#### Records for the exercise
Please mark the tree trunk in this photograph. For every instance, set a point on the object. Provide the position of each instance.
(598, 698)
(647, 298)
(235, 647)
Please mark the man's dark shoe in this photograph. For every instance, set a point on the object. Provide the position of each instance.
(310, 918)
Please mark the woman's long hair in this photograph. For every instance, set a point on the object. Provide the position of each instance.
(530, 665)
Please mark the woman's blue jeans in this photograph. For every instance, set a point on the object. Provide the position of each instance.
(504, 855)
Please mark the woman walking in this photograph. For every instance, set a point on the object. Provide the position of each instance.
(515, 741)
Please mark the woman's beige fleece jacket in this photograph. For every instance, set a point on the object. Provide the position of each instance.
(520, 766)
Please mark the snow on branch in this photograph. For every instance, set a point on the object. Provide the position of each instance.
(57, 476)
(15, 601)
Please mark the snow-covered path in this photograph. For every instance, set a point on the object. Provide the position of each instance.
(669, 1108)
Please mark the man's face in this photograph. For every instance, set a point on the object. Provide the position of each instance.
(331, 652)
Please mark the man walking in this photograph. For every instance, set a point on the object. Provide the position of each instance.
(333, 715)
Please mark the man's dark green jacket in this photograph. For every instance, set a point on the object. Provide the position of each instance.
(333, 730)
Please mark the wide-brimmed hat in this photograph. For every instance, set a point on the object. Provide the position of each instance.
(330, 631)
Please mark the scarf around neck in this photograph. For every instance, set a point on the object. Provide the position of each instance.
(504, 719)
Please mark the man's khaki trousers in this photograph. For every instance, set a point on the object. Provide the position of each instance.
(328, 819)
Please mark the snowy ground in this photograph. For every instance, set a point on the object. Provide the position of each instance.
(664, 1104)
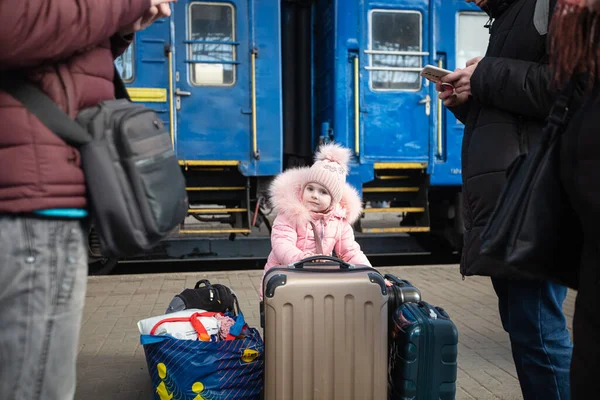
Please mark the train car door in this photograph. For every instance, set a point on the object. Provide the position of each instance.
(397, 104)
(145, 67)
(212, 80)
(460, 36)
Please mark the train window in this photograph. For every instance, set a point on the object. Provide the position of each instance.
(472, 38)
(124, 64)
(395, 46)
(211, 44)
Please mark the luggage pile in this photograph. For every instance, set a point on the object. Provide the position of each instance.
(336, 331)
(202, 347)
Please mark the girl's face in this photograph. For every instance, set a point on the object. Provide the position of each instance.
(316, 198)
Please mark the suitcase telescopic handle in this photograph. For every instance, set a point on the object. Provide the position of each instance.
(300, 264)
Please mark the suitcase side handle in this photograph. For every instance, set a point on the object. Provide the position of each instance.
(300, 264)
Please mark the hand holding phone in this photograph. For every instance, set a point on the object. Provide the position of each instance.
(434, 74)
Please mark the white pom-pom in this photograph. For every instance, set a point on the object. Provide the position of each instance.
(335, 153)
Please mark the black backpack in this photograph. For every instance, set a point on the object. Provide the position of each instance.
(206, 296)
(136, 190)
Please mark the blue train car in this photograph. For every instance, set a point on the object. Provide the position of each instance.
(371, 97)
(251, 87)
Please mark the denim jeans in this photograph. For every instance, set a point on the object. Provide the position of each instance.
(531, 313)
(43, 278)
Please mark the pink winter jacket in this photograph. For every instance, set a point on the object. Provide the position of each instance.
(292, 237)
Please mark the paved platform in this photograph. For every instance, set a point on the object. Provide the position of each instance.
(111, 362)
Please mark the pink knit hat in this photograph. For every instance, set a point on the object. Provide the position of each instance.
(330, 169)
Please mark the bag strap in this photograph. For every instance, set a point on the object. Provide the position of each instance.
(46, 110)
(193, 319)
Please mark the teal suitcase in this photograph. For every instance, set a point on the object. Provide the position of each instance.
(423, 353)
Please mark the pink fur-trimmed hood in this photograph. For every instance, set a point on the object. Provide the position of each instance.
(286, 197)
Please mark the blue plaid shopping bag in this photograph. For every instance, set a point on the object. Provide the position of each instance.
(204, 370)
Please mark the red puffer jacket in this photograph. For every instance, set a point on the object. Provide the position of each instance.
(67, 47)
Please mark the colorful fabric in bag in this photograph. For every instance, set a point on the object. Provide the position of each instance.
(197, 370)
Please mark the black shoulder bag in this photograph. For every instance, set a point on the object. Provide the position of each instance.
(136, 190)
(533, 228)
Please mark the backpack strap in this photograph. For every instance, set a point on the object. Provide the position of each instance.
(46, 110)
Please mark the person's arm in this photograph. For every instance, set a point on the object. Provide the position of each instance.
(462, 110)
(37, 31)
(349, 250)
(520, 87)
(284, 240)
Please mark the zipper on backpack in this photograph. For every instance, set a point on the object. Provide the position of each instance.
(155, 158)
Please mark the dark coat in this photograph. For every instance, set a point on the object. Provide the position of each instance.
(580, 175)
(504, 117)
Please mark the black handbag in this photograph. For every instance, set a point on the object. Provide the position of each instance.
(206, 296)
(533, 228)
(135, 186)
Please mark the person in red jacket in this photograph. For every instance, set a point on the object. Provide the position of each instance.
(66, 48)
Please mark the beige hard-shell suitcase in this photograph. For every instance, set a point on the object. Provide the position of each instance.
(325, 332)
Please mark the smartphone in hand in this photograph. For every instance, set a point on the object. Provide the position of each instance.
(434, 74)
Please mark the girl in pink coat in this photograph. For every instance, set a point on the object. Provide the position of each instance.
(315, 211)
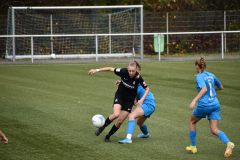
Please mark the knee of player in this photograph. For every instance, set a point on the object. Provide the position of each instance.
(214, 131)
(139, 123)
(131, 116)
(116, 115)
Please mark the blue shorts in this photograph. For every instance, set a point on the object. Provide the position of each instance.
(212, 113)
(148, 109)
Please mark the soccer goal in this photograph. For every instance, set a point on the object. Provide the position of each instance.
(74, 32)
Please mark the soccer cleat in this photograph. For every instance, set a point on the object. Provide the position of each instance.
(229, 149)
(99, 131)
(191, 149)
(107, 138)
(125, 141)
(143, 135)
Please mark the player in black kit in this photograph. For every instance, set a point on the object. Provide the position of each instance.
(124, 96)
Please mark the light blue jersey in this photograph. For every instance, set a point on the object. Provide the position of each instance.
(209, 80)
(148, 105)
(208, 104)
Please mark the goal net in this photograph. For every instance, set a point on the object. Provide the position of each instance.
(70, 32)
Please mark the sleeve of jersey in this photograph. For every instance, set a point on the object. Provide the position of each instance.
(200, 81)
(142, 82)
(217, 82)
(118, 71)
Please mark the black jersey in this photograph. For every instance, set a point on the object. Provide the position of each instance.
(128, 86)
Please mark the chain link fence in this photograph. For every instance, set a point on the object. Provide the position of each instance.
(194, 21)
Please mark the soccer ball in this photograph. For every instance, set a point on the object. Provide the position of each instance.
(98, 120)
(53, 56)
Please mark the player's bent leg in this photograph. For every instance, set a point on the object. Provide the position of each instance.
(112, 117)
(223, 137)
(131, 125)
(123, 115)
(125, 141)
(143, 127)
(192, 135)
(229, 149)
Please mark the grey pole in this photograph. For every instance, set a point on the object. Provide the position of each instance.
(51, 29)
(159, 45)
(96, 42)
(13, 39)
(142, 47)
(110, 31)
(225, 28)
(167, 32)
(32, 51)
(222, 45)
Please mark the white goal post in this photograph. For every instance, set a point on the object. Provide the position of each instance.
(28, 25)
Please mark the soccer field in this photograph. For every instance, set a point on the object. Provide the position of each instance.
(46, 110)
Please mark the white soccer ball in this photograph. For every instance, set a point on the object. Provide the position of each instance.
(98, 120)
(53, 56)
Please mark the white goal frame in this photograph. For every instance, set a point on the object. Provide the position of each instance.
(13, 35)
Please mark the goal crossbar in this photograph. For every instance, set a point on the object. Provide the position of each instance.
(81, 7)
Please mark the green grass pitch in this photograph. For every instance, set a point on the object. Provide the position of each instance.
(46, 110)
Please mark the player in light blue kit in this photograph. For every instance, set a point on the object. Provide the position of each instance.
(207, 105)
(142, 113)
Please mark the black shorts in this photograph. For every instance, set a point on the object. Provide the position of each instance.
(126, 103)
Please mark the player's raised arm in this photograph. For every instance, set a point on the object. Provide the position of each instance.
(93, 71)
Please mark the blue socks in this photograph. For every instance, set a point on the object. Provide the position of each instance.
(144, 129)
(192, 136)
(222, 136)
(131, 126)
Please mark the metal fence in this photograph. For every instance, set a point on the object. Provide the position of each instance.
(194, 21)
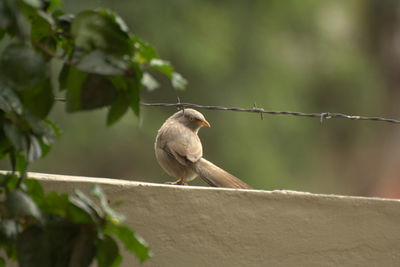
########
*Required task:*
Rewrite everything from the line containing "Please mark the goal crossbar" down to the end of the records as a Markdown table with the columns "Row" and "Entry," skipping blank lines and leaving out the pictures.

*Solution to the exercise:*
| Row | Entry |
|---|---|
| 1 | Please mark the goal crossbar in this photograph. For every instance, set a point on the object. Provide the position of each instance. |
| 2 | (81, 7) |
| 3 | Please mark the green grass pitch in this photograph. For every instance, set a point on the object. Provide the position of each instance. |
| 4 | (46, 110) |
| 5 | Please mark the player in light blue kit in this photograph. For every instance, set a point on the object. Provide the position of each instance. |
| 6 | (207, 105) |
| 7 | (142, 113) |
| 8 | Please mark the black shorts in this photograph. For every instance, set a point on the object. Provide the position of each instance. |
| 9 | (126, 103) |
| 10 | Please mark the player's raised arm in this photograph. For every instance, set a point on the object. Provide the position of each instance. |
| 11 | (93, 71) |
| 12 | Please mark the blue socks in this photograph. For every instance, set a point on the object. Provide the position of each instance. |
| 13 | (144, 129) |
| 14 | (192, 136) |
| 15 | (222, 136) |
| 16 | (131, 126) |
| 17 | Please mark the metal fence in this photograph. For every instance, set a point on the object. Provide the position of each instance. |
| 18 | (194, 21) |